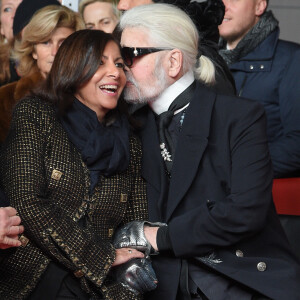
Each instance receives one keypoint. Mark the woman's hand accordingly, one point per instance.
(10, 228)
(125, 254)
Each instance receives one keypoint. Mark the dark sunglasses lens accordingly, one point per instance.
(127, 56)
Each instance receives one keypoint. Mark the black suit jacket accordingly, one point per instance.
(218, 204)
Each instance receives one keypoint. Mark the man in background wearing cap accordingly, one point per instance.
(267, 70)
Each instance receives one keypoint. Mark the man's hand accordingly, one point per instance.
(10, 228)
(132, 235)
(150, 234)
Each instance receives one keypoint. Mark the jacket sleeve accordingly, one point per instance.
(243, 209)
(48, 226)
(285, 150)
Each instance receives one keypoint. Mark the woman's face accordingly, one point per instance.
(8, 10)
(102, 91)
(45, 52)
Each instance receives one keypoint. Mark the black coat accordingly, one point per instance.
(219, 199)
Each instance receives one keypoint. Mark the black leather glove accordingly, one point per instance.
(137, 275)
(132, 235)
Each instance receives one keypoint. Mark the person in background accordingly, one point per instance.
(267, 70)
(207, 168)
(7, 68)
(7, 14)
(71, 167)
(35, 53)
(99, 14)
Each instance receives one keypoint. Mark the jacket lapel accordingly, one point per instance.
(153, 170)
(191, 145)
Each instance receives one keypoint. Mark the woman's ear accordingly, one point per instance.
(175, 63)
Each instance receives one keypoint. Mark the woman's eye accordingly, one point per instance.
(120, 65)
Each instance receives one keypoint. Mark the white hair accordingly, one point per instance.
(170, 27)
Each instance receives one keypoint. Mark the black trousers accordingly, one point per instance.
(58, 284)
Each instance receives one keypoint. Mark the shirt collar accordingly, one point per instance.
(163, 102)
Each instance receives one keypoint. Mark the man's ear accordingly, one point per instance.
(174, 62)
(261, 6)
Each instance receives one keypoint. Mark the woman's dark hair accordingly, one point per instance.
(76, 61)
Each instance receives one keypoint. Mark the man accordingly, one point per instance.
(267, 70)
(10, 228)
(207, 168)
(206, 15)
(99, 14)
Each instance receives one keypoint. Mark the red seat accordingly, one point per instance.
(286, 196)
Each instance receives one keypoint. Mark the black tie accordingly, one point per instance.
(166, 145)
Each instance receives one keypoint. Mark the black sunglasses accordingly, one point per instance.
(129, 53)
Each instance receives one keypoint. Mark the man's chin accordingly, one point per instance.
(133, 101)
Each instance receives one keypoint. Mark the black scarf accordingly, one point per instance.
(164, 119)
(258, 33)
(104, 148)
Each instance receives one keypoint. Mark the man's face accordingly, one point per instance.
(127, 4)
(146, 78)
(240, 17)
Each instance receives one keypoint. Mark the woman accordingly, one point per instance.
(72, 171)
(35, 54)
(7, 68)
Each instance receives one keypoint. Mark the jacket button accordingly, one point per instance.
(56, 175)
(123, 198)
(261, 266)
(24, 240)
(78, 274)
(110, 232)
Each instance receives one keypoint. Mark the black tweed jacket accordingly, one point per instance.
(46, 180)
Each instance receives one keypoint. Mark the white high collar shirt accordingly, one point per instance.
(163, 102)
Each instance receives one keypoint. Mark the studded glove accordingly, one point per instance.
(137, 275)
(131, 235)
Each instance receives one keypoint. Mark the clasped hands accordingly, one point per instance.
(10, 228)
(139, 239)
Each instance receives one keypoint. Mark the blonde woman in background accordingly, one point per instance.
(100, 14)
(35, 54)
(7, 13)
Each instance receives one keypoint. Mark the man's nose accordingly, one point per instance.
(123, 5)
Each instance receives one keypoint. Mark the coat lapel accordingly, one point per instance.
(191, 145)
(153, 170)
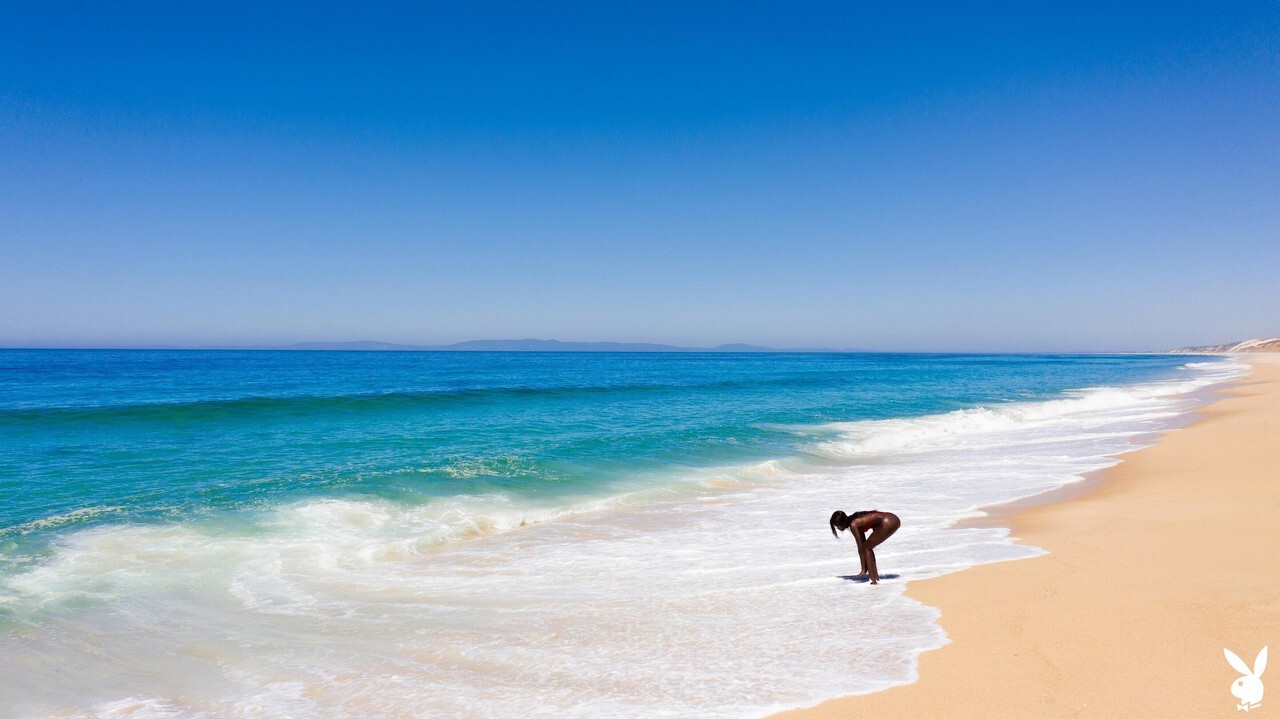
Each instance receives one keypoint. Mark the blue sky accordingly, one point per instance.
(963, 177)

...

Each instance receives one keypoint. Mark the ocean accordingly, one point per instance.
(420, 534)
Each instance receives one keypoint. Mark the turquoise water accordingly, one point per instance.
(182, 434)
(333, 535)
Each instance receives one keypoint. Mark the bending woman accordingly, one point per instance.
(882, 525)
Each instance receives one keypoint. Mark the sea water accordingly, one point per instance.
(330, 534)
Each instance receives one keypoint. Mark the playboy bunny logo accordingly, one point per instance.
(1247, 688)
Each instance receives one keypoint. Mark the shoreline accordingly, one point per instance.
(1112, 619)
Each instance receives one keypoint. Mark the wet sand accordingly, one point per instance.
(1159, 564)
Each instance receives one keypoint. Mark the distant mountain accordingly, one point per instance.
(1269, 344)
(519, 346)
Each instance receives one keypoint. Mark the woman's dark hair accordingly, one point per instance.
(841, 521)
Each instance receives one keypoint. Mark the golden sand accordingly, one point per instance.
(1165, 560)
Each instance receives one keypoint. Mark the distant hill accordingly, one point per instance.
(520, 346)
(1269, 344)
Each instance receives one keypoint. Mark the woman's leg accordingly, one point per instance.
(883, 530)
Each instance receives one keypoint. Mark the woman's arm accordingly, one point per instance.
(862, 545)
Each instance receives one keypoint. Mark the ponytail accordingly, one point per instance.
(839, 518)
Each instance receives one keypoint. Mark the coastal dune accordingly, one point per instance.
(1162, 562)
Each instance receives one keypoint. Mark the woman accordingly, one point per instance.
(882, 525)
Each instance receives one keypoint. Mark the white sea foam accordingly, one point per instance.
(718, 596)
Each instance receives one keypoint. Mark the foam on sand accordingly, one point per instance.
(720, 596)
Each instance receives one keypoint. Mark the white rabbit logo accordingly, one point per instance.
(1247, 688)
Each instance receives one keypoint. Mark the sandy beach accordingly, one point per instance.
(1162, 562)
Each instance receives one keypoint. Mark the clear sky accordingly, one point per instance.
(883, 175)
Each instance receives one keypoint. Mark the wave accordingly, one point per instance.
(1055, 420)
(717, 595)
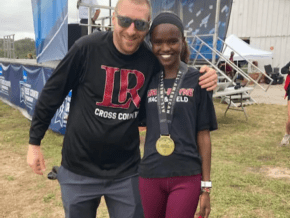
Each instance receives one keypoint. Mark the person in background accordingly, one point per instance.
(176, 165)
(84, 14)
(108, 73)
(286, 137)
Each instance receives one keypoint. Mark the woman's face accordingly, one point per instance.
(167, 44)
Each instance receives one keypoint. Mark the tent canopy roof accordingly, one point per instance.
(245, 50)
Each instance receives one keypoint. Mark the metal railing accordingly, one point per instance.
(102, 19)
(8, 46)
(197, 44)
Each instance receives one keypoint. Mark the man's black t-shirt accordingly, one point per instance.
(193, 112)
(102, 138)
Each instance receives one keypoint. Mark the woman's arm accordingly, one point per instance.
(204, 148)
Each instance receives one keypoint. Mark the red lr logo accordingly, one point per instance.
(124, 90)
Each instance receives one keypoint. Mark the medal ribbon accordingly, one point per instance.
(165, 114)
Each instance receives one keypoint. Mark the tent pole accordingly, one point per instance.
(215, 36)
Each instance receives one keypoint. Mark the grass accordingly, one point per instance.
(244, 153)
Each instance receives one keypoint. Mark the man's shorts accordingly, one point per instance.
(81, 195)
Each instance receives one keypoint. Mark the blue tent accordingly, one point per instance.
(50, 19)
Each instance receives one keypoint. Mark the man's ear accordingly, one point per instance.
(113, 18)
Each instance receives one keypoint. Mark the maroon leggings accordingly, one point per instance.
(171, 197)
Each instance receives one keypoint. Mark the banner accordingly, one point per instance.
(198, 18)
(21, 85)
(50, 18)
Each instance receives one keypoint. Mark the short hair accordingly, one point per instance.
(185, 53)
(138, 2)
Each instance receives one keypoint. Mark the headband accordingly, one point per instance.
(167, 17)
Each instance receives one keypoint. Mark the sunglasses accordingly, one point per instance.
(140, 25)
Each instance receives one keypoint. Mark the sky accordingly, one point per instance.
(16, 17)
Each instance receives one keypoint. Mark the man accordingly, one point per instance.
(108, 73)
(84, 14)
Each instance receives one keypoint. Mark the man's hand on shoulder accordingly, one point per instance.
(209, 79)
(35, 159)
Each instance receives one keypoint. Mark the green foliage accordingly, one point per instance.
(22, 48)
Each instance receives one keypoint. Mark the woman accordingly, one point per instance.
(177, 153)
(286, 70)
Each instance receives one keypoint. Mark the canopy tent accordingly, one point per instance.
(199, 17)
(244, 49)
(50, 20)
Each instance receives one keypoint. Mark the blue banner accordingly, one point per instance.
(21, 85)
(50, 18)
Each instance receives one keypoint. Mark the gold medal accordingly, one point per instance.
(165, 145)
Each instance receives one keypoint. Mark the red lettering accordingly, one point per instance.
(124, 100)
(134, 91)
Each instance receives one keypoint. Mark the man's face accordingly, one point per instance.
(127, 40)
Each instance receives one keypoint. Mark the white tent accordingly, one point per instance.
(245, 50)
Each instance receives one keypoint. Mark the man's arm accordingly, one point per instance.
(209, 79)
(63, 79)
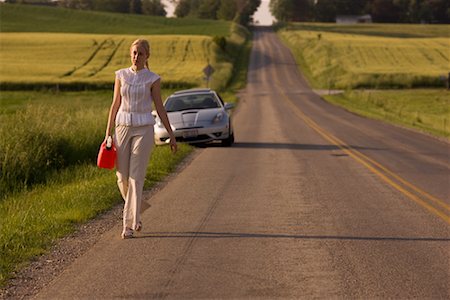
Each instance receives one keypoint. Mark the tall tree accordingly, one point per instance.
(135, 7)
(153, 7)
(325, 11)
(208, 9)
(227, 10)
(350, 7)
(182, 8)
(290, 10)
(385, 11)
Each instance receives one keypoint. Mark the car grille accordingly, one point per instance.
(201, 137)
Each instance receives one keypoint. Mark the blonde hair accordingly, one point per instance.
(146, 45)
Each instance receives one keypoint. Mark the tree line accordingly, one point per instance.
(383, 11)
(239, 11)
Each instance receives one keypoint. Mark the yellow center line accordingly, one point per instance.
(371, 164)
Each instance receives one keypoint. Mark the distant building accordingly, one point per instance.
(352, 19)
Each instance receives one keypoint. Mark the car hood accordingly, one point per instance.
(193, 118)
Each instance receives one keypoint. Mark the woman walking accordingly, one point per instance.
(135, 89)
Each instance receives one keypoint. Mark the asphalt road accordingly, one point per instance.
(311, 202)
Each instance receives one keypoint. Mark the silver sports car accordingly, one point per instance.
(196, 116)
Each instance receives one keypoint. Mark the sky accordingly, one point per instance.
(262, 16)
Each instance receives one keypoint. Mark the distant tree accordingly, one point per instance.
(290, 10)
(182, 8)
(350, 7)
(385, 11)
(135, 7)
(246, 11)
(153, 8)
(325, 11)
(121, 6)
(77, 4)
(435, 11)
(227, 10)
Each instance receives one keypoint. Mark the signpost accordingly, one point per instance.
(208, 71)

---

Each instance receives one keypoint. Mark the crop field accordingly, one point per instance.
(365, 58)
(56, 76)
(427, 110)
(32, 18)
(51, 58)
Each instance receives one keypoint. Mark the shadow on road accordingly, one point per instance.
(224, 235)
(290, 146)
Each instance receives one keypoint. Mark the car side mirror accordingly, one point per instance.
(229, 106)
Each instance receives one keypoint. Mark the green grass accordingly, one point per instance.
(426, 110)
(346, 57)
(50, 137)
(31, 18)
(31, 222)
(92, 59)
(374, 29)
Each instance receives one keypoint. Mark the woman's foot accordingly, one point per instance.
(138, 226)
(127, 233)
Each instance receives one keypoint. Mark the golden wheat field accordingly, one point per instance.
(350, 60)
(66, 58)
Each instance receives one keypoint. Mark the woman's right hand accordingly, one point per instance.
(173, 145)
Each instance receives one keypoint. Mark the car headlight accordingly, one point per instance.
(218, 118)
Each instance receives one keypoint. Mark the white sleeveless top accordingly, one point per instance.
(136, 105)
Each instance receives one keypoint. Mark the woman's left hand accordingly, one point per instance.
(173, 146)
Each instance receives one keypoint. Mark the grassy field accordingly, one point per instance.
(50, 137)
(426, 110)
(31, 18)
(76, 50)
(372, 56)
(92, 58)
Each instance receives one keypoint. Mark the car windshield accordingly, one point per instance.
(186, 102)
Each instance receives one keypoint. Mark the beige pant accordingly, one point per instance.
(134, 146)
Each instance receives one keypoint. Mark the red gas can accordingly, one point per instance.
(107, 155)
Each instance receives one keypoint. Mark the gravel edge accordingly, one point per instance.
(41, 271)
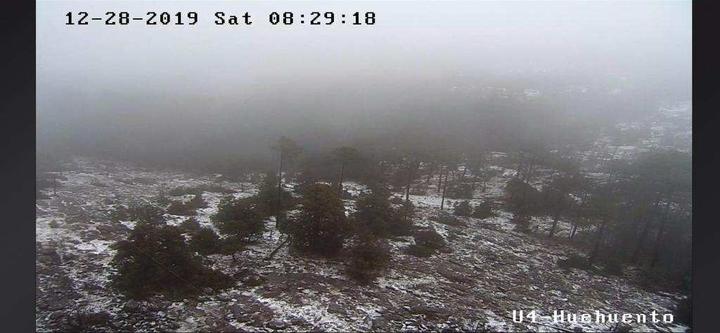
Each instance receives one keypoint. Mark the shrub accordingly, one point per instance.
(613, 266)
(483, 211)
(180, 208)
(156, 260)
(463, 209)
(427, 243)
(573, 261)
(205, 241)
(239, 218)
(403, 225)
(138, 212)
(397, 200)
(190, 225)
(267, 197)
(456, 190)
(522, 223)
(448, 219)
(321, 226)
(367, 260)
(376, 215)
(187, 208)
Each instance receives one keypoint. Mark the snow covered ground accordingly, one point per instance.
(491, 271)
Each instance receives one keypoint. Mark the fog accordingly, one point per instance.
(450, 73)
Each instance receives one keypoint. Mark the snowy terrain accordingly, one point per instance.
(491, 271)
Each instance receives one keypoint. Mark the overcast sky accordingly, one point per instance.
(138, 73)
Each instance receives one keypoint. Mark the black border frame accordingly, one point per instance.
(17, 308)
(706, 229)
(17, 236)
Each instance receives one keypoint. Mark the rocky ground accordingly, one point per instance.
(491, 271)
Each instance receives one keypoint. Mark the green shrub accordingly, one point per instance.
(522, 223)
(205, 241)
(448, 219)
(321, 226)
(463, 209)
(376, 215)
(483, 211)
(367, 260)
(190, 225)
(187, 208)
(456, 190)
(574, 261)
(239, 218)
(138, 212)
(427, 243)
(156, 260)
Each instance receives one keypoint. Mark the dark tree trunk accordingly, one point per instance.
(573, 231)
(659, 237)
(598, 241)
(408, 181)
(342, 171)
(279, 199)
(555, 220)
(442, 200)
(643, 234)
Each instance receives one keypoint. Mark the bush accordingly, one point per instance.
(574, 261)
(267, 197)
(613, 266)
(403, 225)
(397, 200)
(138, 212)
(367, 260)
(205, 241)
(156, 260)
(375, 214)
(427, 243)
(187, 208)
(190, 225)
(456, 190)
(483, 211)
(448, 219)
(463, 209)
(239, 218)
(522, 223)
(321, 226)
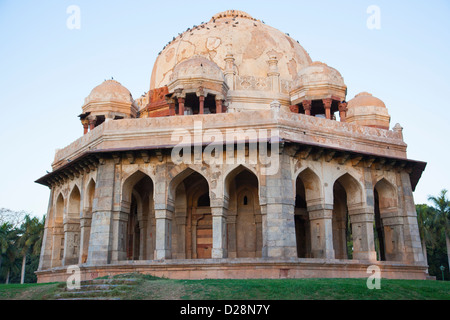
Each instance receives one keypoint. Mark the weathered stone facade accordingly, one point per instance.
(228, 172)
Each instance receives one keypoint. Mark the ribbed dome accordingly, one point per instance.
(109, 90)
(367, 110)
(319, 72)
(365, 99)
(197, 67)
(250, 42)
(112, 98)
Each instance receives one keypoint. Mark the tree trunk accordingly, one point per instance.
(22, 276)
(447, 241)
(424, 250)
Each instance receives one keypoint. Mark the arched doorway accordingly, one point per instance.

» **REQUIREMENT**
Locate every line in the records above that contains the word "logo", and copy each of those lines in full.

» **THE RESPONSE**
Each instance receives one keypoint. Mark the playboy bunny logo accordingly, one point per instance.
Each instance receives one keypoint. Mark the white rabbit logo accordingly, one point per instance.
Each instance receives one keypoint. Mark the red lr logo accordingly, one point per instance.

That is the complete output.